** start SOURCE DOCUMENT **
If Lionel Richie has a secret for his on-stage energy at age 70, he isn’t sharing it—but he doesn’t need to. The proof was in the nearly two-hour performance Richie is sharing with audiences on his “Hello Hits Tour,” which came to Northern Virginia’s Wolf Trap National Park for the Performing Arts Monday evening.

But it didn’t start off quite so well. On this particularly warm evening, a sold-out crowd awaited anxiously nearly 40 minutes past the 8 p.m. start time for the performer, with the natives restless and nearby seatmates screaming to the stage for the show to start. My fiancee looked to me, with the notion passing between us that a disaster might have been on our hands.

Then the house lights dimmed, and a panoply of visual and sound effects accompanied the backup band as they took their places—with some stage lights even trained right into our eyes for some strange reason. What was happening?

Richie then strolled on from stage left, dressed all in black and with a sparkly blazer over his trim frame. He seemed to have been forgiven for his tardiness by the sweaty crowd, but would it be enough?

“Running With the the Night” was spirited, though Richie sounded flat on more than a few notes. However, that million-dollar smile flashed as the song ended and the performer held his arms wide as if to say, “It’s all great, ain’t it?” After an extremely hearty welcome to the thousands gathered, Richie then stepped to the piano for a melding of “Easy” and “My Love,” staples of the easy listening FM band.

Despite a few more pitch issues on some of the ensuing songs, what Richie proved from there on out is that he is an absolute master at seducing a crowd into the palm of his hand, whether he was swooning them with “Stuck on You” or pulling everyone to their feet for the rocking “Dancing on the Ceiling.”

He spoke to the crowd frequently, making light of the thousands—including himself—drenched in perspiration and sharing with the gathered the story of a fan who had come backstage before the show, then having the cameramen find that very man in the seats for a laugh.

Richie also made no distinction between a young fan in the front row who said he was 12 and the grandmothers dancing nearby. He’s lived long enough to have three generations of fans, and jested that the youngest among them would see “Mommy and Granny” engaging in some dance moves they had never before seen (and might have questions about).

Furthermore, he had no compunctions sharing his continued faith in the sexienss of his songs, saying that, as a performer, it’s his job to “rev them up,” and for the men in the crowd to “finish the job” when they get home.
** end SOURCE DOCUMENT **
** start SOURCE DATA **
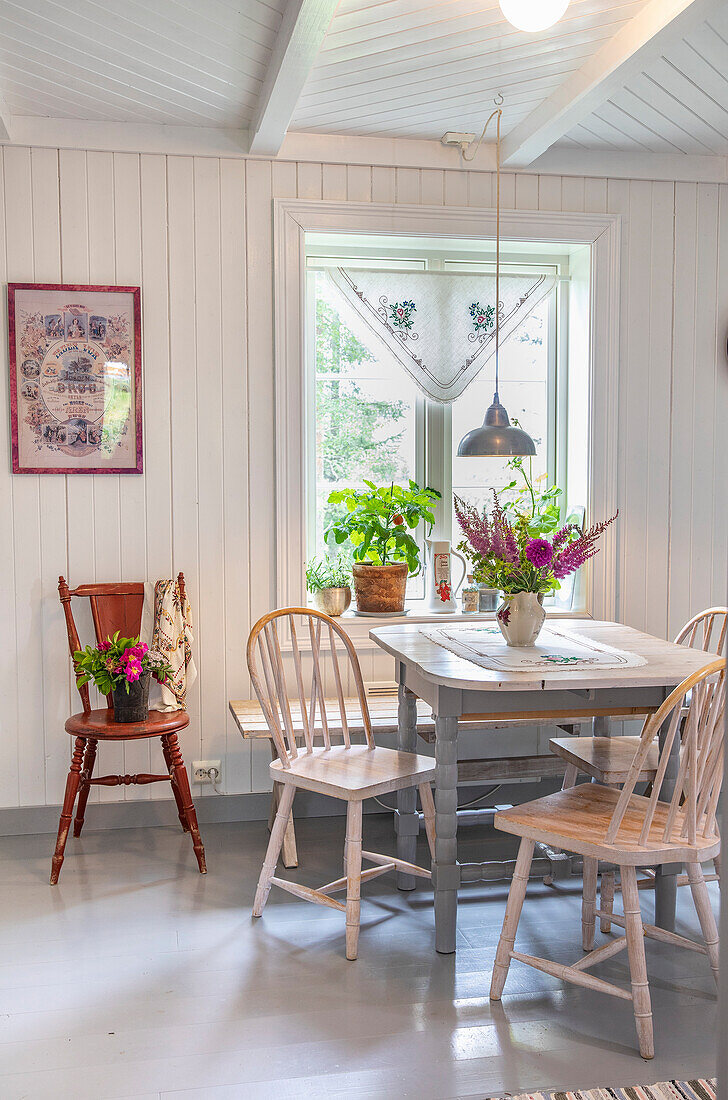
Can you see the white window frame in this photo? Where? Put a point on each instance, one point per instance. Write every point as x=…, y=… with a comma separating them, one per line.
** end SOURCE DATA **
TASK DETAILS:
Give back, word for word, the passage of the Lionel Richie concert review that begins with "Despite a few" and ends with "for a laugh.".

WRITTEN RESPONSE:
Despite a few more pitch issues on some of the ensuing songs, what Richie proved from there on out is that he is an absolute master at seducing a crowd into the palm of his hand, whether he was swooning them with “Stuck on You” or pulling everyone to their feet for the rocking “Dancing on the Ceiling.”

He spoke to the crowd frequently, making light of the thousands—including himself—drenched in perspiration and sharing with the gathered the story of a fan who had come backstage before the show, then having the cameramen find that very man in the seats for a laugh.